— Given instruction —
Set down each record exactly as written.

>>

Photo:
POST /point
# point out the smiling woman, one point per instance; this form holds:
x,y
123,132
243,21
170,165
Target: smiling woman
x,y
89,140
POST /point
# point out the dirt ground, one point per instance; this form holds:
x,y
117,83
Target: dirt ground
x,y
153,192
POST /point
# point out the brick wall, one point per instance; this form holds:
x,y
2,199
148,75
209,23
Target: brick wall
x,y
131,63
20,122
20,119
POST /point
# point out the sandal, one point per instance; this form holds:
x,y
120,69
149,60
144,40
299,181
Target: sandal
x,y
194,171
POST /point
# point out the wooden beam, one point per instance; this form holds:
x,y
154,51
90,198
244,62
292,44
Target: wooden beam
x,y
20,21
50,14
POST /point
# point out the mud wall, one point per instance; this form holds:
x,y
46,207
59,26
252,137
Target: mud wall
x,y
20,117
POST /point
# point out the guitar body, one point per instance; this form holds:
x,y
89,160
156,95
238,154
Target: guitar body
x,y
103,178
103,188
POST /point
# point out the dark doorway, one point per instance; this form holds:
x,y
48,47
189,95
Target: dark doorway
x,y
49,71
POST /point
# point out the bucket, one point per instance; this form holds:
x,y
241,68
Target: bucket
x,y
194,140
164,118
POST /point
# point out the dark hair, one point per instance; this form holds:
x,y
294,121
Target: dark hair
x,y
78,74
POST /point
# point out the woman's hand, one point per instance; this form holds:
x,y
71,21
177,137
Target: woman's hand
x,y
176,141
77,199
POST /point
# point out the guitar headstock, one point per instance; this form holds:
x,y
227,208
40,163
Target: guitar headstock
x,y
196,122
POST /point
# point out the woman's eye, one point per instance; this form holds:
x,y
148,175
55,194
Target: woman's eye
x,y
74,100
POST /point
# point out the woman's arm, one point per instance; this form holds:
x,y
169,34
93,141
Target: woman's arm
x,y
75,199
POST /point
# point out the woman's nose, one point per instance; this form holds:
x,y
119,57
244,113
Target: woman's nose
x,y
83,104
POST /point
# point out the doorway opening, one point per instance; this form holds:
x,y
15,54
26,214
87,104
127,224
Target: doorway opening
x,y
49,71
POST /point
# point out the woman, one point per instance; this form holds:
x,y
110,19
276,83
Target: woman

<<

— Response for this exercise —
Photo:
POST /point
# point out the smiling woman, one point per instance; this form holds:
x,y
123,132
243,21
170,165
Target: smiling woman
x,y
89,140
POST /point
# point out the dirt ground, one point per instance; this form holds:
x,y
117,83
Target: dirt ground
x,y
153,192
POST /point
# point out the brick wall, one point per instance; this form holds:
x,y
2,199
148,75
209,23
Target: brick wall
x,y
131,63
20,122
20,119
POST /point
# point out the sandal, one point per instance; this form holds:
x,y
120,69
149,60
144,40
299,181
Target: sandal
x,y
194,171
POST /point
# point out the wooden beam, one point per instance; this form holds:
x,y
154,51
90,198
244,62
292,44
Target: wooden beam
x,y
20,21
50,14
POST /point
# point out the mud wall, one point per instance; this form holds:
x,y
46,207
59,26
252,137
Target: mud wall
x,y
20,117
POST /point
# point out the guitar body, one point per instance; this form holds:
x,y
89,160
156,95
238,154
Target: guitar body
x,y
103,178
103,188
POST /point
# point out the dark doorway, one point per instance; this form holds:
x,y
48,47
189,95
Target: dark doorway
x,y
49,71
POST /point
# point out the bucket, one point per instance; this form holds:
x,y
241,68
Target: bucket
x,y
194,140
164,118
POST /point
# point out the dark hair, one point per instance; this form holds:
x,y
294,121
Target: dark hair
x,y
78,74
POST /point
# point out the woman's hand, one point per instance; this form holds:
x,y
71,21
177,137
Target: woman's hand
x,y
176,141
77,199
POST /point
# point out the guitar headstock, one point per instance; this form holds:
x,y
227,208
40,163
Target: guitar headstock
x,y
196,122
POST /point
# point out the woman's eye, one point per instance; this form holds:
x,y
148,175
55,194
Target: woman's eye
x,y
74,100
POST /point
# point out the woman's arm, one point per instance; this form holds:
x,y
169,34
93,141
Target: woman's arm
x,y
75,199
POST /point
# point out the woman's nose, one point per instance; this form holds:
x,y
119,57
244,113
Target: woman's nose
x,y
83,104
POST /point
# point out the doorway opening, one point per instance; this form holds:
x,y
15,54
26,214
87,104
127,224
Target: doorway opening
x,y
49,71
POST /point
# point out the woman, one point per instance; this form holds:
x,y
110,19
276,83
Target: woman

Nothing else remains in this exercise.